The conventional model assumed a tradeoff. Move fast or be stable. Ship frequently or ship safely. Mature organizations found their balance by slowing down. The assumption was so deeply embedded that most engineering leaders didn’t recognize it as an assumption.

Forsgren’s data demolished it. Across the 2014–2017 cohorts, elite performers deployed on demand — multiple times per day — with change failure rates under 15% and recovery times under an hour. Low performers deployed between once per month and once every six months, with failure rates several times higher and recovery times stretching into weeks or months. The teams that moved fastest didn’t just fail less often. They recovered faster when they did fail. Speed, stability, and recovery weren’t competing priorities — they were expressions of a single organizational capability: the capacity for controlled, coordinated, recoverable change.

The magnitude matters. Across years of DORA data, elite teams deployed up to 973 times more frequently than their lowest-performing counterparts, while maintaining lower failure rates and faster recovery. The 2019 State of DevOps Report found they were twice as likely to meet or exceed their organizational performance goals. Organizations that had slowed down to be safe hadn’t just become slow. They had become fragile in ways their own metrics couldn’t detect — because their metrics only measured the failure rate, not the capacity to respond.

● ● ● ● ● ● ●

### WHAT TO DO
- 1) Condense the paragraph beginning "Forsgren's data demolished it" from the passage on deployment speed and stability into a bulleted list that keeps its main facts.
- 2) Answer these questions from the passage on deployment speed and stability.
(a) How did mature organizations find their balance under the conventional model?
(b) What recovery times did elite performers have in the 2014–2017 cohorts?
(c) What did the 2019 State of DevOps Report find about elite teams?
- 3) Extend the passage on deployment speed and stability, starting after its final sentence.

Location identification items:
● ● ● ● ● ● ●

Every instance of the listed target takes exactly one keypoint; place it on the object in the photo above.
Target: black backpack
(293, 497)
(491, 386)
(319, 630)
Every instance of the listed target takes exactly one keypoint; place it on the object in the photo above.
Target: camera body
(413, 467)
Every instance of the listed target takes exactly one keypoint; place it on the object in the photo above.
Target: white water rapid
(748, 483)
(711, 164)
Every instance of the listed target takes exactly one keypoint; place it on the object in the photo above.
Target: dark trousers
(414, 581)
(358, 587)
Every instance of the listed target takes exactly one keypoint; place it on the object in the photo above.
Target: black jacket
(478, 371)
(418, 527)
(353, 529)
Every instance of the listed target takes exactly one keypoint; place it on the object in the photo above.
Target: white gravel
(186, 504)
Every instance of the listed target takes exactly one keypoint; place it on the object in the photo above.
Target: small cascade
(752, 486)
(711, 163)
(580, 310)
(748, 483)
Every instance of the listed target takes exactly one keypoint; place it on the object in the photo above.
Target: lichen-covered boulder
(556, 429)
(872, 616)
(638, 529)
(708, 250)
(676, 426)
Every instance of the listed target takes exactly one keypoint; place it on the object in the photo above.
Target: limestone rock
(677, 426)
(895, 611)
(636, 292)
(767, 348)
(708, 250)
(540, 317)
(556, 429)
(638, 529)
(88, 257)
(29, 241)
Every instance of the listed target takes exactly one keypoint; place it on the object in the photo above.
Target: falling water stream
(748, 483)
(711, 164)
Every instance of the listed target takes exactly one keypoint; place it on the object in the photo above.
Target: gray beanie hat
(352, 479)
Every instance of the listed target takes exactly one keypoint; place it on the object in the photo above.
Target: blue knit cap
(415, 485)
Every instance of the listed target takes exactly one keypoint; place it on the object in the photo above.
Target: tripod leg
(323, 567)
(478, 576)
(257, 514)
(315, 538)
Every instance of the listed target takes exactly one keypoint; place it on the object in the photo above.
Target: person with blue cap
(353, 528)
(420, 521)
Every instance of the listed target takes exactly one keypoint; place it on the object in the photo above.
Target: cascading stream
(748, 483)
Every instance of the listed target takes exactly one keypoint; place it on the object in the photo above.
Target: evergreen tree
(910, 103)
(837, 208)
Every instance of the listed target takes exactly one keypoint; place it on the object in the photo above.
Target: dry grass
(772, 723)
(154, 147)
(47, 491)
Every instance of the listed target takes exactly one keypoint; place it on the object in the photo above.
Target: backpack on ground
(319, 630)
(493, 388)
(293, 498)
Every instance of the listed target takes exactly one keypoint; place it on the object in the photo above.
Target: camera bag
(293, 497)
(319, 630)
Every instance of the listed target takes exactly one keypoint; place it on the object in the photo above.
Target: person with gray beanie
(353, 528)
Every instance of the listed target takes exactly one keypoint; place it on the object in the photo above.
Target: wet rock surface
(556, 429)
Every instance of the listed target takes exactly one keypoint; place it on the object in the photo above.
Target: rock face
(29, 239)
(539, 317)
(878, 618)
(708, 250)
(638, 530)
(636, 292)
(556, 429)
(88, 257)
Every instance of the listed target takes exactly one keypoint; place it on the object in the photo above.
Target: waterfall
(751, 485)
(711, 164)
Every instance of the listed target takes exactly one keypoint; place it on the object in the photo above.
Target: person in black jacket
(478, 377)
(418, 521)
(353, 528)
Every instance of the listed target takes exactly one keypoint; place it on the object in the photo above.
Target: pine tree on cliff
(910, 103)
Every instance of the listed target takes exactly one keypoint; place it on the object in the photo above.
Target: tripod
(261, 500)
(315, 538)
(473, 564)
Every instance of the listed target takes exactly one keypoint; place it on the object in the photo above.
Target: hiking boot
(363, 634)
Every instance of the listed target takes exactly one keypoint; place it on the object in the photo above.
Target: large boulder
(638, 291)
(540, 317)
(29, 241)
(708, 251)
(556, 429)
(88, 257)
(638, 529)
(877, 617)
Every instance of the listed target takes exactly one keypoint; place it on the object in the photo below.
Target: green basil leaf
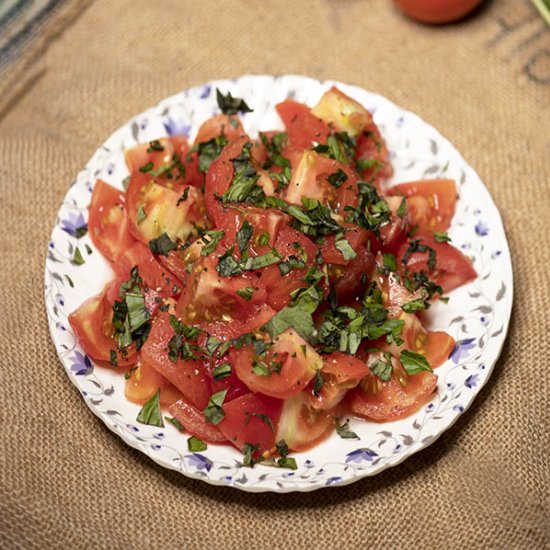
(413, 362)
(150, 413)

● ● ● ● ● ● ●

### EXERCISE RESULTS
- 1)
- Forsgren's data overturned the assumed tradeoff between speed and stability.
- Across the 2014–2017 cohorts, elite performers deployed on demand, multiple times per day. Their change failure rates were under 15%, and their recovery times were under an hour.
- Low performers deployed between once a month and once every six months. Their failure rates were several times higher, and their recovery took weeks or months.
- The fastest teams failed less often and also recovered faster.
- Speed, stability, and recovery were expressions of one capability: controlled, coordinated, recoverable change.

- 2)
(a) They slowed down.
(b) Under an hour.
(c) Elite teams were twice as likely to meet or exceed their organizational performance goals.

- 3)
None of this was new. Deming argued in 1986 that quality comes from improving the process, not inspecting the output. You cannot improve a system by measuring only its failures. The insight is seventy years old. DORA proved it with data for software. The governance frameworks that shape how technology organizations operate have yet to catch up.

The dominant IT governance, service management, and compliance frameworks — NIST 800-53, ITIL, COBIT, SOC 2 — were built for technology organizations. They weren’t borrowed from another industry and misapplied. They were designed, specifically, to govern how technology teams operate. And every one of them structurally rewards change aversion. ITIL’s change advisory board is a gate. NIST 800-53’s configuration management controls verify that changes go through approval processes. SOC 2’s CC8.1 requires that every change is authorized, tested, approved, and documented. COBIT’s BAI06 demands traceability from request to go-live. 1,196 NIST controls across twenty families, and not one measures whether the organization retains the capacity to change at the speed its threat environment demands.

Forsgren’s research tested the most visible of these gates directly. Accelerate found that external change approvals — the kind ITIL’s CAB produces — were negatively correlated with lead time, deployment frequency, and restore time, and had no correlation with change fail rate. The gate slowed delivery without improving safety.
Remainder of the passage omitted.